Excerpts from location labeling data
---*---
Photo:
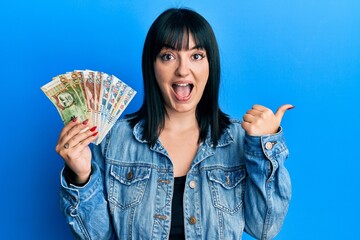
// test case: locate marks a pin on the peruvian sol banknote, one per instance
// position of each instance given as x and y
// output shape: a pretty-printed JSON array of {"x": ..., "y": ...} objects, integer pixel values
[{"x": 89, "y": 95}]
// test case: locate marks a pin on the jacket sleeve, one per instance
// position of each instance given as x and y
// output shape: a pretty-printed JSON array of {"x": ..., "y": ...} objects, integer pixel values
[
  {"x": 268, "y": 187},
  {"x": 86, "y": 208}
]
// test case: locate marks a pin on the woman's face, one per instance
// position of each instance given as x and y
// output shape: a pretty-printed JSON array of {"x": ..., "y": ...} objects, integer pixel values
[{"x": 182, "y": 76}]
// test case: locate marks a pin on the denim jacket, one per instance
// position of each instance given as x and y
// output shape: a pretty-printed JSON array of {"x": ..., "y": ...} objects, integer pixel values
[{"x": 240, "y": 184}]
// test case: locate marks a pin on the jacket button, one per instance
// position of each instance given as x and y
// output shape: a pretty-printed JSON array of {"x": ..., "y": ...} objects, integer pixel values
[
  {"x": 192, "y": 220},
  {"x": 129, "y": 175},
  {"x": 268, "y": 145},
  {"x": 192, "y": 184}
]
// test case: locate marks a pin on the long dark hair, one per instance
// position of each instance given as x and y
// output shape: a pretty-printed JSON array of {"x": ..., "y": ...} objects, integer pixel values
[{"x": 172, "y": 28}]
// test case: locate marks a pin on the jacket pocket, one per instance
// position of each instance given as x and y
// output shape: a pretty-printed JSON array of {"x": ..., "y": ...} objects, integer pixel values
[
  {"x": 227, "y": 187},
  {"x": 127, "y": 185}
]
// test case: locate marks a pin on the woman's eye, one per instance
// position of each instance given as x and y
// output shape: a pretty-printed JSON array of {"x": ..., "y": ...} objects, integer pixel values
[
  {"x": 166, "y": 57},
  {"x": 198, "y": 56}
]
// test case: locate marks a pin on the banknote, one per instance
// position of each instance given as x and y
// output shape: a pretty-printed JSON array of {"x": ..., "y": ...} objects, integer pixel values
[
  {"x": 66, "y": 100},
  {"x": 90, "y": 95}
]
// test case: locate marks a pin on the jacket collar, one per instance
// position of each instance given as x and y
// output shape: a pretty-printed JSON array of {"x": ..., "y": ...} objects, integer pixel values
[{"x": 225, "y": 139}]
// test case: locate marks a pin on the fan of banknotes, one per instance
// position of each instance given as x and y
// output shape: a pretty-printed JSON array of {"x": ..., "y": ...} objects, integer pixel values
[{"x": 89, "y": 95}]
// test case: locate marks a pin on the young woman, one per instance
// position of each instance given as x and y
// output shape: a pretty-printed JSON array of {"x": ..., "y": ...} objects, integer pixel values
[{"x": 179, "y": 167}]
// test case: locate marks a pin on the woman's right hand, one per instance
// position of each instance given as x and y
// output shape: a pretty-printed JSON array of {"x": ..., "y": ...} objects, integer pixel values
[{"x": 73, "y": 147}]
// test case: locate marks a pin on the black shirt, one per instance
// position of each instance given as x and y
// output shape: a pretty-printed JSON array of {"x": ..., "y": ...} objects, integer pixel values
[{"x": 177, "y": 210}]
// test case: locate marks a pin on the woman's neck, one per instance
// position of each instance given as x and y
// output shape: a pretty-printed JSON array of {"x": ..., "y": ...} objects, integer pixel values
---*---
Please lay out every line of the material above as a JSON list of strings, one string per line, with blank lines and the pictures left out.

[
  "Photo:",
  "// test case: locate marks a pin on the peruvian sol banknote, one per instance",
  "// position of each instance given as x and y",
  "// output shape: a pretty-printed JSON array of {\"x\": ..., \"y\": ...} objects, integer pixel values",
  "[{\"x\": 89, \"y\": 95}]",
  "// test case: locate marks a pin on the jacket sleeve, one per instance",
  "// position of each instance given as x and y",
  "// output shape: a pretty-printed JSON array of {\"x\": ..., \"y\": ...} objects, integer pixel values",
  "[",
  "  {\"x\": 268, \"y\": 187},",
  "  {\"x\": 86, \"y\": 208}",
  "]",
  "// test case: locate marks a pin on the woman's face, one per instance",
  "// position of each instance given as x and y",
  "// output shape: a pretty-printed JSON array of {\"x\": ..., \"y\": ...} objects, integer pixel values",
  "[{\"x\": 182, \"y\": 76}]",
  "// test case: locate marks a pin on the denim jacket, one per instance",
  "// position of each instance given as x and y",
  "// output shape: a pretty-printed JSON array of {\"x\": ..., \"y\": ...} objects, integer pixel values",
  "[{\"x\": 240, \"y\": 184}]",
  "// test case: locate marks a pin on the jacket button, one per instance",
  "// position of each instance given as x and y",
  "// output shape: a pretty-printed JSON array of {\"x\": ..., \"y\": ...} objects, integer pixel values",
  "[",
  "  {\"x\": 192, \"y\": 220},",
  "  {\"x\": 129, \"y\": 175},",
  "  {\"x\": 268, \"y\": 145},",
  "  {\"x\": 192, \"y\": 184}",
  "]",
  "// test case: locate marks a pin on the long dark hair, one per instance",
  "// position of each instance given as x and y",
  "// output shape: a pretty-printed JSON array of {\"x\": ..., \"y\": ...} objects, integer pixel values",
  "[{\"x\": 172, \"y\": 28}]",
  "// test case: locate marks a pin on the jacket pocket, one per instance",
  "// position of each instance given as x and y",
  "// output shape: a pretty-printed JSON array of {\"x\": ..., \"y\": ...} objects, integer pixel values",
  "[",
  "  {\"x\": 227, \"y\": 187},",
  "  {\"x\": 127, \"y\": 185}",
  "]",
  "// test case: locate marks a pin on the woman's eye, one per instance",
  "// position of each instance given as x and y",
  "// output shape: a pretty-printed JSON array of {\"x\": ..., \"y\": ...} objects, integer pixel values",
  "[",
  "  {\"x\": 166, \"y\": 57},",
  "  {\"x\": 198, \"y\": 56}",
  "]",
  "// test case: locate marks a pin on the banknote, one per instance",
  "// position of each instance given as x and y",
  "// output shape: a pretty-printed JSON array of {\"x\": ..., \"y\": ...} objects, integer pixel values",
  "[",
  "  {\"x\": 66, \"y\": 100},",
  "  {\"x\": 90, \"y\": 95}",
  "]",
  "// test case: locate marks a pin on the jacket collar, one per instance",
  "// position of each instance given as x and y",
  "// output shape: a pretty-printed JSON array of {\"x\": ..., \"y\": ...} objects, integer pixel values",
  "[{\"x\": 225, \"y\": 139}]",
  "// test case: locate marks a pin on the fan of banknotes, one per instance",
  "// position of each instance given as x and y",
  "// output shape: a pretty-printed JSON array of {\"x\": ..., \"y\": ...} objects, integer pixel values",
  "[{\"x\": 89, \"y\": 95}]",
  "// test case: locate marks a pin on the young woman, one per instance",
  "// position of each instance given as x and y",
  "// output shape: a pretty-printed JSON array of {\"x\": ..., \"y\": ...} objects, integer pixel values",
  "[{\"x\": 179, \"y\": 167}]",
  "// test case: locate marks a pin on the woman's right hand, one per instance",
  "// position of each instance given as x and y",
  "// output shape: a pretty-printed JSON array of {\"x\": ..., \"y\": ...} objects, integer pixel values",
  "[{\"x\": 73, \"y\": 147}]",
  "// test case: locate marks a pin on the black shirt, one per instance",
  "// position of each instance given as x and y",
  "// output shape: a pretty-printed JSON array of {\"x\": ..., \"y\": ...} objects, integer pixel values",
  "[{\"x\": 177, \"y\": 210}]",
  "// test case: locate marks a pin on the woman's neck, one per instance",
  "// position of each instance given as x and y",
  "// output shape: a pretty-printed JSON array of {\"x\": ..., \"y\": ...} objects, integer pixel values"
]